* **TO DO**
1 - State whether each statement agrees with the art fair text, answering yes or no and quoting the deciding words: (a) The writer approves of this art fair so far. (b) Artlogic organized the Joburg Art Fair. (c) The restaurant is on the ground floor.
2 - Reproduce the stretch of the art fair text from "Let's face it, there" through "here we are.", substituting "weekly paper" for "daily paper".

* **SUPPLIED TEXT**
···

How to steal a painting, and other great stuff about the art fair.

Thursday, March 13, 2008




We found the perfect spot for stealing paintings from the art fair. Just drop a hook from the restaurant on the mezzanine straight into the storage space for Everard Read… if there's anything at Everard Read you'd want to steal. We doubt it. Although it's early days yet to see what the cheese factor of this fair's going to be. We can see it all from up here though, a bit like an airport lounge without the planes. Everyone's running around with ladders and the place stinks of wet PVA.

Let's face it, there is always a cheese factor at art fairs. They are the kinds of things that make you feel ill as they remind you of the full horror of what actually sells in this crass, crass world. But this art fair, so far, has my vote of approval. This could have been so wrong, but it's not, it's good.

People don't usually discuss what their allegiances are to those shadowy figures who are paying their bills, but frankly it is a subject I'm quite interested in talking about in our case: how did a couple of semi-employed layabouts from Artheat find the money to put out a daily paper at the Joburg Art Fair, or even to get to Joburg in the first place? Here's the facts: Artlogic (the Joburg Art Fair organisers) paid. Robert Sloon proposed the idea, and they said yes, and here we are.

···

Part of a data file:
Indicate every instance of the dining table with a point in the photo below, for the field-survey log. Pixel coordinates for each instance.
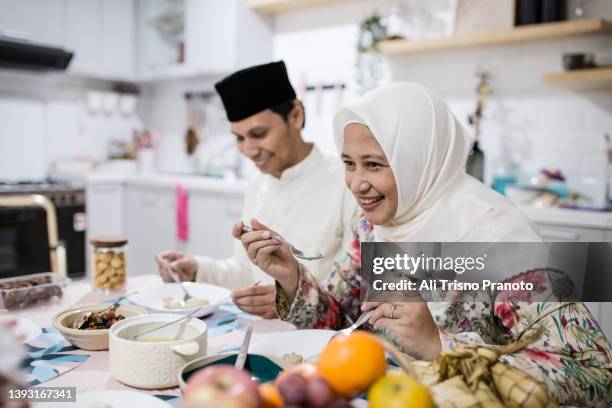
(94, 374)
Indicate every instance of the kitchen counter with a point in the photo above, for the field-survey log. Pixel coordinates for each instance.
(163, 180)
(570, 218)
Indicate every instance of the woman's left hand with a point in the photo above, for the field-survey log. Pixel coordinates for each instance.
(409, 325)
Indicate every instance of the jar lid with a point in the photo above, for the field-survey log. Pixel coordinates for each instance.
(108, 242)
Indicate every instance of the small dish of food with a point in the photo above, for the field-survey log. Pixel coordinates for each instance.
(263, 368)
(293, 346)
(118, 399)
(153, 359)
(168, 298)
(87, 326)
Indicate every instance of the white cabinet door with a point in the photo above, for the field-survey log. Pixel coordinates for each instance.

···

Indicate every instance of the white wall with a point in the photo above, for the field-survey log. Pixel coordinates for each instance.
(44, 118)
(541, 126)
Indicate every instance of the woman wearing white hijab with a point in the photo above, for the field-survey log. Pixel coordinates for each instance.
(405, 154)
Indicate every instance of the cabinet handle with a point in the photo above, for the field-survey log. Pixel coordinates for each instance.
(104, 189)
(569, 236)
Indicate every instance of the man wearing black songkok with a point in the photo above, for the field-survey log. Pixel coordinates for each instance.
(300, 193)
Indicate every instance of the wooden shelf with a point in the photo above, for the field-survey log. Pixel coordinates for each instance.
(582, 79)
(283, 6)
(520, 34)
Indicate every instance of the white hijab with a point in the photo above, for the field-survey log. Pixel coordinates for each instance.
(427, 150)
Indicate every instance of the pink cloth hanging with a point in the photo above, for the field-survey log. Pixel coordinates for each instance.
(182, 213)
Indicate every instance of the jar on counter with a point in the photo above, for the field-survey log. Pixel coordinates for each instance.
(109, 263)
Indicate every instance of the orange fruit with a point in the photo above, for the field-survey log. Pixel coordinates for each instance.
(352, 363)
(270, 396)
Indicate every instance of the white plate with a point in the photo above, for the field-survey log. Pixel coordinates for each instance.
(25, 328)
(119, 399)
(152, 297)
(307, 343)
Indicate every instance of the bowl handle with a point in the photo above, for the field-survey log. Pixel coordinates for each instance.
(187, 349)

···

* **COMPLETE ANSWERS**
1 -
(a) Yes: "But this art fair, so far, has my vote of approval."
(b) Yes: "Artlogic (the Joburg Art Fair organisers) paid."
(c) No: "the restaurant on the mezzanine"

2 -
Let's face it, there is always a cheese factor at art fairs. They are the kinds of things that make you feel ill as they remind you of the full horror of what actually sells in this crass, crass world. But this art fair, so far, has my vote of approval. This could have been so wrong, but it's not, it's good.

People don't usually discuss what their allegiances are to those shadowy figures who are paying their bills, but frankly it is a subject I'm quite interested in talking about in our case: how did a couple of semi-employed layabouts from Artheat find the money to put out a weekly paper at the Joburg Art Fair, or even to get to Joburg in the first place? Here's the facts: Artlogic (the Joburg Art Fair organisers) paid. Robert Sloon proposed the idea, and they said yes, and here we are.